(Collected data entries)
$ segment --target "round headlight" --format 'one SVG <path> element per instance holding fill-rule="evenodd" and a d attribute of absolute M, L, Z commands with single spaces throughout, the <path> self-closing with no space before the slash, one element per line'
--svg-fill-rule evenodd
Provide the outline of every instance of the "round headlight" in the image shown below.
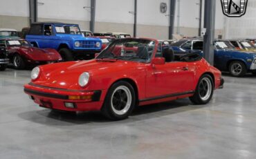
<path fill-rule="evenodd" d="M 85 86 L 88 84 L 89 78 L 90 75 L 89 73 L 85 72 L 82 73 L 78 80 L 79 85 L 82 87 Z"/>
<path fill-rule="evenodd" d="M 96 47 L 99 48 L 100 46 L 100 42 L 96 42 Z"/>
<path fill-rule="evenodd" d="M 79 46 L 80 46 L 80 43 L 79 41 L 75 41 L 75 46 L 78 48 Z"/>
<path fill-rule="evenodd" d="M 38 78 L 39 75 L 39 73 L 40 73 L 40 68 L 39 67 L 34 68 L 31 71 L 31 74 L 30 74 L 31 79 L 35 80 L 37 78 Z"/>

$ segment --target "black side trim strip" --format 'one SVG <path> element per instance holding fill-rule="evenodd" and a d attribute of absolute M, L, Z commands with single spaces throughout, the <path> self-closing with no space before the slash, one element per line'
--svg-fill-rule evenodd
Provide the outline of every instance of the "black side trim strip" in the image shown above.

Exercise instructions> Quote the whole listing above verbatim, leaving out the pictures.

Output of the exercise>
$ segment --target "round headlight" --format 'one SVG <path> element per instance holding fill-rule="evenodd" and a d attribute of absolute M, L, Z commands with single spaces throughout, the <path> self-closing with no space before the slash, one element per line'
--svg-fill-rule evenodd
Provide the outline of every instance of the "round headlight" in the image shown below.
<path fill-rule="evenodd" d="M 85 86 L 88 84 L 89 78 L 90 75 L 89 73 L 85 72 L 82 73 L 78 80 L 79 85 L 82 87 Z"/>
<path fill-rule="evenodd" d="M 96 47 L 99 48 L 100 46 L 100 42 L 96 42 Z"/>
<path fill-rule="evenodd" d="M 79 46 L 80 46 L 80 43 L 79 41 L 75 41 L 75 46 L 78 48 Z"/>
<path fill-rule="evenodd" d="M 38 78 L 39 75 L 39 73 L 40 73 L 40 68 L 39 67 L 34 68 L 31 71 L 31 74 L 30 74 L 31 79 L 35 80 L 37 78 Z"/>

$ segment --target "black side trim strip" --format 'one SVG <path> element per instance holding fill-rule="evenodd" and a d attribute of absolute M, L, Z commands with single spaces throughout, the <path> self-closing with no space before the slash, one element per line'
--svg-fill-rule evenodd
Provide the outline of every instance of the "black side trim strip" in the image shown above.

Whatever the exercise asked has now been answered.